练习说明:
统计下方记录中包含字符串“surface”的行数，区分大小写，仅给出数字。

数据部分:
_ _ _ _ _
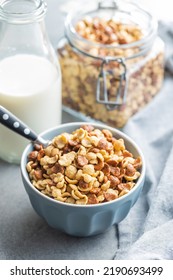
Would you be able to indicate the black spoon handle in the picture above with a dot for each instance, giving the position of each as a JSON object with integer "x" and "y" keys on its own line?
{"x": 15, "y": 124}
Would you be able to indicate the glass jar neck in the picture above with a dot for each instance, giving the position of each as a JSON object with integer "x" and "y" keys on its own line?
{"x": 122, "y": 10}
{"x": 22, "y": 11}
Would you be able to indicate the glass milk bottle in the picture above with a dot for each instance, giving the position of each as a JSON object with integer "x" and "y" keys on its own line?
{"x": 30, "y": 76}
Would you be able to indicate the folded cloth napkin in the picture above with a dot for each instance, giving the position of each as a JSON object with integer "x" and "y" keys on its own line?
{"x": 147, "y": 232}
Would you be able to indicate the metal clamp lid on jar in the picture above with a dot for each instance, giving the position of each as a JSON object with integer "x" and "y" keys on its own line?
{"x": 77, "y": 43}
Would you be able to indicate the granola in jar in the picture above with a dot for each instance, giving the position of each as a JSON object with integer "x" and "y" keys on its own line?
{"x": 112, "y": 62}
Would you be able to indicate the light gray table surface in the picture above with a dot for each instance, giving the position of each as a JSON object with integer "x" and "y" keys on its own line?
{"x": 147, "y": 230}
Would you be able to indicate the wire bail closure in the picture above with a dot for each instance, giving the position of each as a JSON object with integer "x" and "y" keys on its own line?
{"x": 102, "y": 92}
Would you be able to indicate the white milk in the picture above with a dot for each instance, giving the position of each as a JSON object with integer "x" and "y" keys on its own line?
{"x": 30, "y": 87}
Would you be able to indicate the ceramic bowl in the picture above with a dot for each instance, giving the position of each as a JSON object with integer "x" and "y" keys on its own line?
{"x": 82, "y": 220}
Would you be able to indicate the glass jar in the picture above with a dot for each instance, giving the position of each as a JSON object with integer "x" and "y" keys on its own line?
_ _ _ _ _
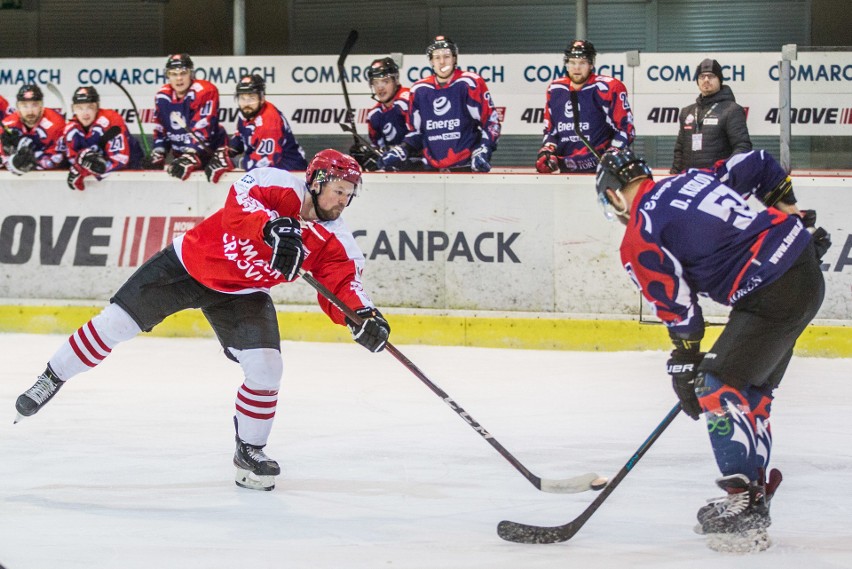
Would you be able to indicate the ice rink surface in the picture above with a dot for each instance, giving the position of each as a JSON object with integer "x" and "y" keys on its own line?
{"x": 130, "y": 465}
_ _ _ _ _
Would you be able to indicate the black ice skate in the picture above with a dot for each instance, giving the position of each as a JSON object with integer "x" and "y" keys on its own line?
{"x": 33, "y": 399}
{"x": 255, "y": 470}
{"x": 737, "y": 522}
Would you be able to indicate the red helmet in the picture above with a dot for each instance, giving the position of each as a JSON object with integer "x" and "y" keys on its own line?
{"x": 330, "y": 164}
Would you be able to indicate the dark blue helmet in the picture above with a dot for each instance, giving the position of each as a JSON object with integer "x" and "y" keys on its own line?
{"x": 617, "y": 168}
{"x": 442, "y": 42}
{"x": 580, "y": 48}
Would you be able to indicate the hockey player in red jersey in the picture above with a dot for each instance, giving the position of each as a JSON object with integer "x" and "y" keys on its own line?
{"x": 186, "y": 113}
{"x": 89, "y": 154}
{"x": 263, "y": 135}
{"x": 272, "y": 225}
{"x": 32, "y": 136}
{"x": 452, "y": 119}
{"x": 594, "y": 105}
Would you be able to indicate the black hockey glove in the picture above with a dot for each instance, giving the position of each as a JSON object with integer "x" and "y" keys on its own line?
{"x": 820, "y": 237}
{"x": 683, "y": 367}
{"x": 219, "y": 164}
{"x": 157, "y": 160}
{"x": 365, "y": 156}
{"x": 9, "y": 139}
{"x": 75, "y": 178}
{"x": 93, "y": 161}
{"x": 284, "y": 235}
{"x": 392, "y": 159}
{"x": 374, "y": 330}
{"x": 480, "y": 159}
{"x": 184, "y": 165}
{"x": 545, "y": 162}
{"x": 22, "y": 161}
_ _ _ _ _
本题解答:
2